まず、本作『殺生関白の蜘蛛』が作られる元となった歴史上の事件、「秀次事件」とは何か簡単に解説してみたい。

秀吉は天正19年(1591)8月5日に嫡子の鶴丸を喪う。
そして、同年12月、秀次に関白の座と聚落第を譲る。

これは、自らの後継者は「秀次」としているかに見える。
とは言え、大阪城は依然秀吉が支配していた。

そして文禄2年(1593)、秀吉に男子の秀頼が生まれる。

文禄4年(1595)。
7月3日、石田三成や4奉行が訪れて、「秀次に謀叛の意あり」という巷間の噂の真偽を糺す。
7月8日、秀次に伏見出頭の命が下が、登城も拝謁も許されない。
7月10日、秀次は高野山青巌寺に出家する。
7月15日、秀次は切腹を命じられ、果てる。
8月2日、秀次の係累、30名程(諸説あり)処刑される。

秀吉が、一時は後継者としたハズの秀次を処刑したのは何故か?

これには諸説あり、
傀儡としての立場をわきまえなかった秀次を処した、
朝鮮出兵に反対したから、
将来の後継者争い、秀頼vs.秀次という禍根の芽を摘んだ、とも言われる。

本書『殺生関白の蜘蛛』では、これらの諸説を上手くまとめ、一つの物語にしている。
「ミステリとして使える!!」と作者は思ったに違いない。

……秀吉が秀次に切腹を命じるまでは分かる。

- 提供エントリ:

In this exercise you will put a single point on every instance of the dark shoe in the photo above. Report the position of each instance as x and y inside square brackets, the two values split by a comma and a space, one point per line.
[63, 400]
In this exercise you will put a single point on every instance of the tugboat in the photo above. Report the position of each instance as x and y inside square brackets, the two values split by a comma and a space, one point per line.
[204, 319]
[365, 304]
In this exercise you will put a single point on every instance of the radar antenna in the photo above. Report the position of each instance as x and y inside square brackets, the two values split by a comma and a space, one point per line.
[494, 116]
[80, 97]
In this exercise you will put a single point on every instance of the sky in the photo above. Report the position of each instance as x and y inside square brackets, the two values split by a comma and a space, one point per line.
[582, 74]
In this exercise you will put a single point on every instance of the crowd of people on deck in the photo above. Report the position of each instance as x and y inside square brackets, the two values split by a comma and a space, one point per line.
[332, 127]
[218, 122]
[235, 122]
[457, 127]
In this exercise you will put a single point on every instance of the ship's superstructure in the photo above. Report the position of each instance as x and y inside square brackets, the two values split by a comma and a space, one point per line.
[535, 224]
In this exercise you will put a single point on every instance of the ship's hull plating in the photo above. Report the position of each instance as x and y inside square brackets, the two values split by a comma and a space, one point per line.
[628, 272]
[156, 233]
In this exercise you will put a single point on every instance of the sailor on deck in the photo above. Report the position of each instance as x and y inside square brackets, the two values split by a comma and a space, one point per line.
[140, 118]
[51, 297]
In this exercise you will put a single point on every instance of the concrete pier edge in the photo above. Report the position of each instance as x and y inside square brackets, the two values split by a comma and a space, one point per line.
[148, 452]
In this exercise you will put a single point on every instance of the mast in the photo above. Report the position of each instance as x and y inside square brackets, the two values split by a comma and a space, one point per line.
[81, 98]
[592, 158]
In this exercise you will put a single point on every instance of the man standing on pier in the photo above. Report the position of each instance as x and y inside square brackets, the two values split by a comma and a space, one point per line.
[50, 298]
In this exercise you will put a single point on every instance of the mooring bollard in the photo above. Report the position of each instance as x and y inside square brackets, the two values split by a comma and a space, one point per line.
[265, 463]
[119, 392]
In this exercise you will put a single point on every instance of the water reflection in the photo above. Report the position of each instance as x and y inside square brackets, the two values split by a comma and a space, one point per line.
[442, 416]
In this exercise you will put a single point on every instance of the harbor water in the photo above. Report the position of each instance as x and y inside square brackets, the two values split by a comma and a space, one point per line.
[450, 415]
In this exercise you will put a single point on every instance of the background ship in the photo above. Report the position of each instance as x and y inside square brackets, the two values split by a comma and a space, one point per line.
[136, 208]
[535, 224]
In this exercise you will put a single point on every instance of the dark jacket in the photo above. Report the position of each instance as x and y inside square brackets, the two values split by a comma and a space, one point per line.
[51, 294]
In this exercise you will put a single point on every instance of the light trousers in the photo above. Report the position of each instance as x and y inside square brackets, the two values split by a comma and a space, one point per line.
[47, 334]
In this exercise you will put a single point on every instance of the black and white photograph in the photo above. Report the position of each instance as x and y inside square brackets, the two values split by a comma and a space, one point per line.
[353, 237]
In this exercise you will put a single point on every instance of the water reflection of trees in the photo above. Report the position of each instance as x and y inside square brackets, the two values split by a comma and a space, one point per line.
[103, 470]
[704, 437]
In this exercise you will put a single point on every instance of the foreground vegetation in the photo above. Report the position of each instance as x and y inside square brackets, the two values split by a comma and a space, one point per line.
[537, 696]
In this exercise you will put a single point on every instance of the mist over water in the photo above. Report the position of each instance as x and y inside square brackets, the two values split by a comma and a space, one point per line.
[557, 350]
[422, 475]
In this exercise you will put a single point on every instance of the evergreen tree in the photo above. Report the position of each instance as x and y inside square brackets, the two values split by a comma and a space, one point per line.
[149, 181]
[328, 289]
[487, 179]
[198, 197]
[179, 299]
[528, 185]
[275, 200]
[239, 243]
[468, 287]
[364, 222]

- 指示と条件:
秀次事件の解説文から、「まず、本作『殺生関白の蜘蛛』」という語句のある箇所を始まりとし、「文禄4年(1595)。」までを一字も変えずに抜き出しなさい。

- 完成解答:
まず、本作『殺生関白の蜘蛛』が作られる元となった歴史上の事件、「秀次事件」とは何か簡単に解説してみたい。

秀吉は天正19年(1591)8月5日に嫡子の鶴丸を喪う。
そして、同年12月、秀次に関白の座と聚落第を譲る。

これは、自らの後継者は「秀次」としているかに見える。
とは言え、大阪城は依然秀吉が支配していた。

そして文禄2年(1593)、秀吉に男子の秀頼が生まれる。

文禄4年(1595)。